------ Текст

Мой отец с Володькой тогда работал и жил в Новгороде. На праздники приехали и они. Отец всегда останавливался у своего старого друга Василия Агафоновича Пруссакова, а Володя у кого-то из своих товарищей. Эти каникулы были прямо до того насыщены всякими дневными балетами, вечерними спектаклями и концертами, прямо, ни до, ни после того у меня не бывало такого суматошного периода.
И вот, выходим как-то вечером после какого-то спектакля на улицу — диковина: ни души, пусто везде. А ходили мы с Андреем и с нашим Володей. Володька сразу понял, в чем дело: «Революция! Пока мы сидели в театре, была демонстрация, ее разогнали и — вот!» Андрей подумал и согласился: «Да… похоже на то». Пришли домой к бабушке. Оказывается, на самом деле была очень большая демонстрация в центре, отзвуки ее были слышны и у нас на Петербургской стороне, даже стреляли.
Андрей «вынес резолюцию»: пока не началась железнодорожная забастовка, надо ехать по домам, а то застрянем. Так и решили, и на следующий день мы уехали в Одессу, а Андрюша в Самару, где он работал почвоведом в какой-то научном учреждении — обследовал почвы, проводил анализы, давал указания, где каких веществ не хватает, что надо вносить в почву, чтобы собрать урожай. И не знаю, что еще он там творил.
В общем, мы разъехались по домам. В Одессе, оказывается, тоже были отклики на ту демонстрацию, которую мы пробыли в театре, но учебный год своевременно, с некоторыми шероховатостями, продолжался и был доведен до экзаменов и каникул.

------------
------ Исходные данные

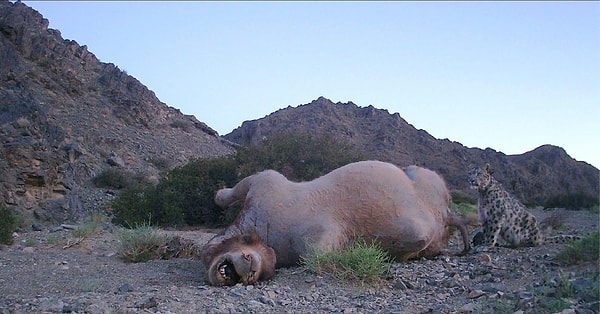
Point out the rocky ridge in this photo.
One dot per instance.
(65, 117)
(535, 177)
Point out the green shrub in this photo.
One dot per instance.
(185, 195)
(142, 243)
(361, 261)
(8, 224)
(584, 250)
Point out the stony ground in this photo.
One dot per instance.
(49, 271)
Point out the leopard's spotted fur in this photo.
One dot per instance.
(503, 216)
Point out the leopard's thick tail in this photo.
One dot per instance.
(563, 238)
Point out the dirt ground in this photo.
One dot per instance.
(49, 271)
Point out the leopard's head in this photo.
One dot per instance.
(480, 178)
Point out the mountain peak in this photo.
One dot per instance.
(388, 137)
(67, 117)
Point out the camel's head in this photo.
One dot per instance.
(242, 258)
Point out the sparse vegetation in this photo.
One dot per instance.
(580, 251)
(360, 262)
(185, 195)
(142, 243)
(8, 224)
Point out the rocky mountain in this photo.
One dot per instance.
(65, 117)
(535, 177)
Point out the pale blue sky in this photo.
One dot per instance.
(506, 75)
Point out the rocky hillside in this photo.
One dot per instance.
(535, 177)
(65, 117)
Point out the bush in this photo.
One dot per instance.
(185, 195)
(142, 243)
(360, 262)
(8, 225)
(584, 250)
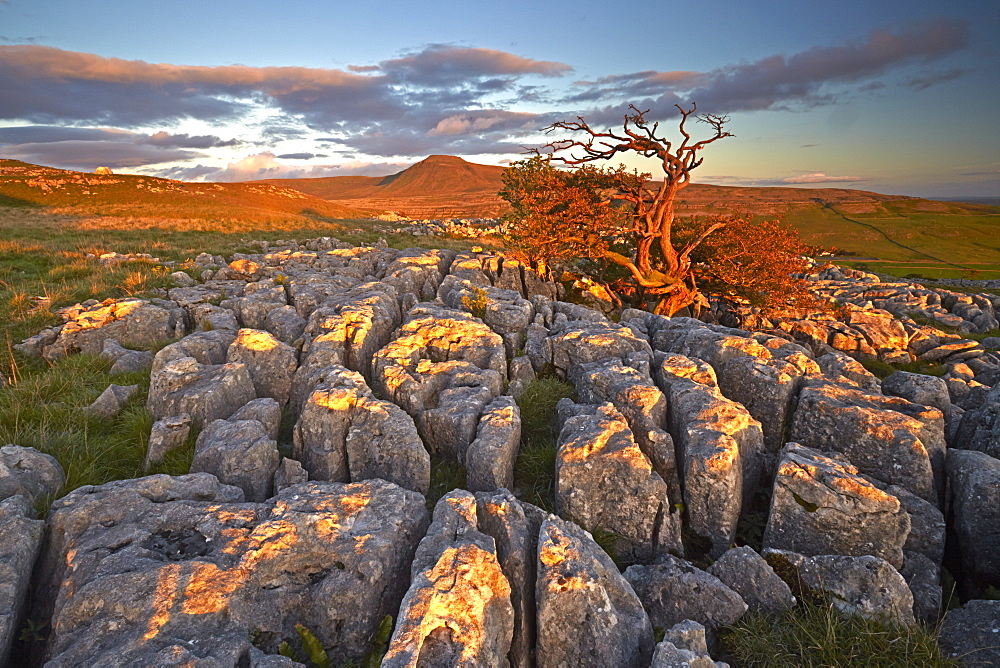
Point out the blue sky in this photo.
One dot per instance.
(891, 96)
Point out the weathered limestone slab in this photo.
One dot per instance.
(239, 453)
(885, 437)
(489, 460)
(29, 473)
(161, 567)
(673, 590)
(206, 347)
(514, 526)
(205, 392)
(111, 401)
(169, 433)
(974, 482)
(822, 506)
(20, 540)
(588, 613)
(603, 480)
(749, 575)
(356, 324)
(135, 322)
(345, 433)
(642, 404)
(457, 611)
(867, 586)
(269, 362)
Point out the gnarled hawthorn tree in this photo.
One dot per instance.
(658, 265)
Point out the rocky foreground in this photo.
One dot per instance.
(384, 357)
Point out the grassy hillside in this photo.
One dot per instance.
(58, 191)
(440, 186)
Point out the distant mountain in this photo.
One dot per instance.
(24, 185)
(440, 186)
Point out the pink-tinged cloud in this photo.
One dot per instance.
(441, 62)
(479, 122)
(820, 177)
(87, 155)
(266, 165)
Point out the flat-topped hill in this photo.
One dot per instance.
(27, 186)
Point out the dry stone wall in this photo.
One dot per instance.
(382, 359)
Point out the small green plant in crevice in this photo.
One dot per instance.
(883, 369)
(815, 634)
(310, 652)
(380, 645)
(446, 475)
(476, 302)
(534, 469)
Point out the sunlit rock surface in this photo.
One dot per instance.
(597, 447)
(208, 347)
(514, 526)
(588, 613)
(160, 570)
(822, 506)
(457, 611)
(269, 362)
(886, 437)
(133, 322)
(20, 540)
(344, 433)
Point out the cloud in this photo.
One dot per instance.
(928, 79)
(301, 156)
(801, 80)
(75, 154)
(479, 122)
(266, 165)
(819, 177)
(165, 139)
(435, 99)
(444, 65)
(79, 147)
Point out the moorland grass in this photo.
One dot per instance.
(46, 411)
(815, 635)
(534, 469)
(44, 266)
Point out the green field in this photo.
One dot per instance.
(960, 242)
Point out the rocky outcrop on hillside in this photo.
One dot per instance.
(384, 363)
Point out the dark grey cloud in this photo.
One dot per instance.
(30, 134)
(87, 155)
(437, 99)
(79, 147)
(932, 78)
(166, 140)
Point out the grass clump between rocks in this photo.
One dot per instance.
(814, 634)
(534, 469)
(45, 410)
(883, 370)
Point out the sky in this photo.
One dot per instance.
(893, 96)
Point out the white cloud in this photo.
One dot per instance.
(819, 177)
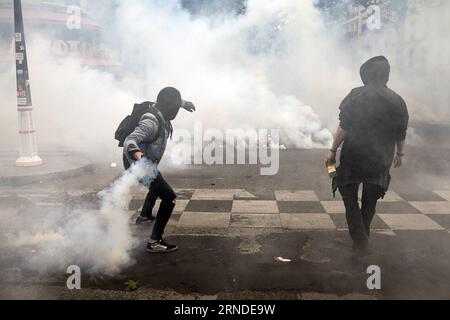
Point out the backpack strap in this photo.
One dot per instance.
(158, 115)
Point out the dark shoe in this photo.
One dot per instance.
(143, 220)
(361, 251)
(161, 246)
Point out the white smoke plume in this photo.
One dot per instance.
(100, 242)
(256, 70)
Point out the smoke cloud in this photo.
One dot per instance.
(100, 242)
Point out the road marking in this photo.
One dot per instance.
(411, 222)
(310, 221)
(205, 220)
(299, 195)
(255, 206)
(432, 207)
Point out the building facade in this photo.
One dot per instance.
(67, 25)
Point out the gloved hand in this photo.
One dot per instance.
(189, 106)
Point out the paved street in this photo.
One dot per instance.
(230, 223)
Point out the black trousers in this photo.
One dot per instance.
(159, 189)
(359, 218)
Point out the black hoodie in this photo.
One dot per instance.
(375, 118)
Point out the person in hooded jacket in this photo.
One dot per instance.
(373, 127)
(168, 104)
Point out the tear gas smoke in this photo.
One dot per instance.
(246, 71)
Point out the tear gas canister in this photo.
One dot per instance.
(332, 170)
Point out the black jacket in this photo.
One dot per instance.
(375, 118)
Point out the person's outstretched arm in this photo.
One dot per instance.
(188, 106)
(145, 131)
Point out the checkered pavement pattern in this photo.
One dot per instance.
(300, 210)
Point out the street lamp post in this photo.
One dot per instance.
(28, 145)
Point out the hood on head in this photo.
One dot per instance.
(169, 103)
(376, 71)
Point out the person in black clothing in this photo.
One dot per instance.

------------

Задание: Как перевести на английский язык предложение из текста «Мой отец с Володькой тогда работал и жил в Новгороде.»?

Ответ: My father and Volodka were working and living in Novgorod at the time.